======== Provided passage
EASY BEEF PHO
2 cups beef pho broth
12 ounces rice noodles
8 ounces thinly sliced sirloin
4 ounces deli-sliced roast beef
½ cup fresh basil
5 green onion stalks
1 or 2 jalapeno peppers
2 cups bean sprouts
½ tablespoon chili garlic sauce
2 tablespoons fish sauce or hoisin sauce
Makes 10 bowls. Takes 25 minutes.
Add beef pho broth to pan. Cover and bring to boil on high heat. Reduce heat to low and simmer until all ingredients are ready. Add rice noodle to second pot. Cook according to instructions on package. Drain noodles.
While pho broth boils and rice noodles cook, dice basil and green onion. Thinly slice jalapeno pepper and limes. Add sirloin and roast beef to pot with pho broth. Simmer on low heat until sirloin is no longer pink. Divide rice noodles, basil, green onion, jalapeno pepper, bean sprouts, chili garlic sauce, and fish sauce between bowls. Garnish with lime slices. Ladle equal amounts of pho broth with meat into bowls. Serve to adoring guests.
================
======== Provided data
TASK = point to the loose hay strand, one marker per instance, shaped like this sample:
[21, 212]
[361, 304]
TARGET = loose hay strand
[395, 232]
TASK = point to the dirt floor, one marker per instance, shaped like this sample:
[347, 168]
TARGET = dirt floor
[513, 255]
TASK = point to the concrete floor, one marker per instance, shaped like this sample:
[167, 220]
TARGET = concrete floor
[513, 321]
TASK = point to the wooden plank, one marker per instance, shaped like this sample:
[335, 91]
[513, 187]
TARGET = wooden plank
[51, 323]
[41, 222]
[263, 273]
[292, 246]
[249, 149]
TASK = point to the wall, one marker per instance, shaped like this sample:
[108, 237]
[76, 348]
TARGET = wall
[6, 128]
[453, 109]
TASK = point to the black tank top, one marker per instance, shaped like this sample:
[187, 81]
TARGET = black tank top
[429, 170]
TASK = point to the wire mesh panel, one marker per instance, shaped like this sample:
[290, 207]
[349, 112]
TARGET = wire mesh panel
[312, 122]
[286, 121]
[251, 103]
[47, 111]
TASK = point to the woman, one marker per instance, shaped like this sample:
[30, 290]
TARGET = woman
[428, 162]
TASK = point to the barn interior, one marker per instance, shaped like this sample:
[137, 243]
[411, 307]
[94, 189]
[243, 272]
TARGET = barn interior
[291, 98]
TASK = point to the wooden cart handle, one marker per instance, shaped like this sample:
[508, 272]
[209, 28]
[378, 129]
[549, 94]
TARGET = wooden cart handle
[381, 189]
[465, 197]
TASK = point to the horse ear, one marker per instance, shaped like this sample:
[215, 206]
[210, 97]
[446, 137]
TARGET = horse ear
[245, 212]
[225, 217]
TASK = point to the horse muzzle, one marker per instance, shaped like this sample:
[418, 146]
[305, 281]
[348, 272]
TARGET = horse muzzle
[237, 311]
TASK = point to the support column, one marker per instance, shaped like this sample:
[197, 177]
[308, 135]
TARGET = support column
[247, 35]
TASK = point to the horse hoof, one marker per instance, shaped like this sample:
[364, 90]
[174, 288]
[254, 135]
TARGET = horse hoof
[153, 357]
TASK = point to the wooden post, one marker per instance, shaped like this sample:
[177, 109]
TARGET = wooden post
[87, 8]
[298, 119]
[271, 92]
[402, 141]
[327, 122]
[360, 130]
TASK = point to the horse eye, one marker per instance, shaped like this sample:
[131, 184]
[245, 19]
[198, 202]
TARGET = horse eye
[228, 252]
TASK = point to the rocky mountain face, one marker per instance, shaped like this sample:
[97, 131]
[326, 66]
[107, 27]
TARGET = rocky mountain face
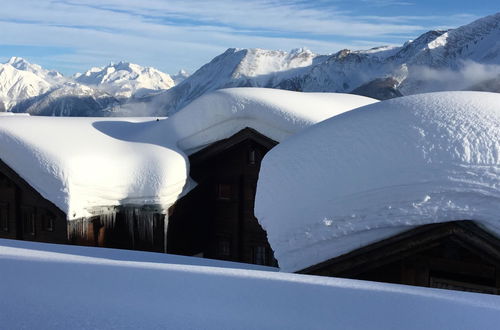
================
Task to complete: Continue the beef pho recipe from the point where it ends.

Exercise answer:
Some guests might complain that this recipe isn’t authentic, that it skips steps, that it doesn’t use pig knuckles, and so on. You could reason with them, saying you can’t find beef knuckles at your local supermarket, you didn’t even know beeves had knuckles, and that properly prepared pho.takes five days, and that you have a life to live. Or . . . you could simply zap them with your sonic obliterator. You don’t need their negativity in your life.
1) Pho is an anagram for hop. Hop On Pop is a book by Dr. Seuss. Culinary historians think the author had been planning to write No Mo’ Pho but decided against it when he discovered pho is actually pronounced “fuh.” It’s all for the best as Hop On Pop brought Dr. Seuss enduring fame.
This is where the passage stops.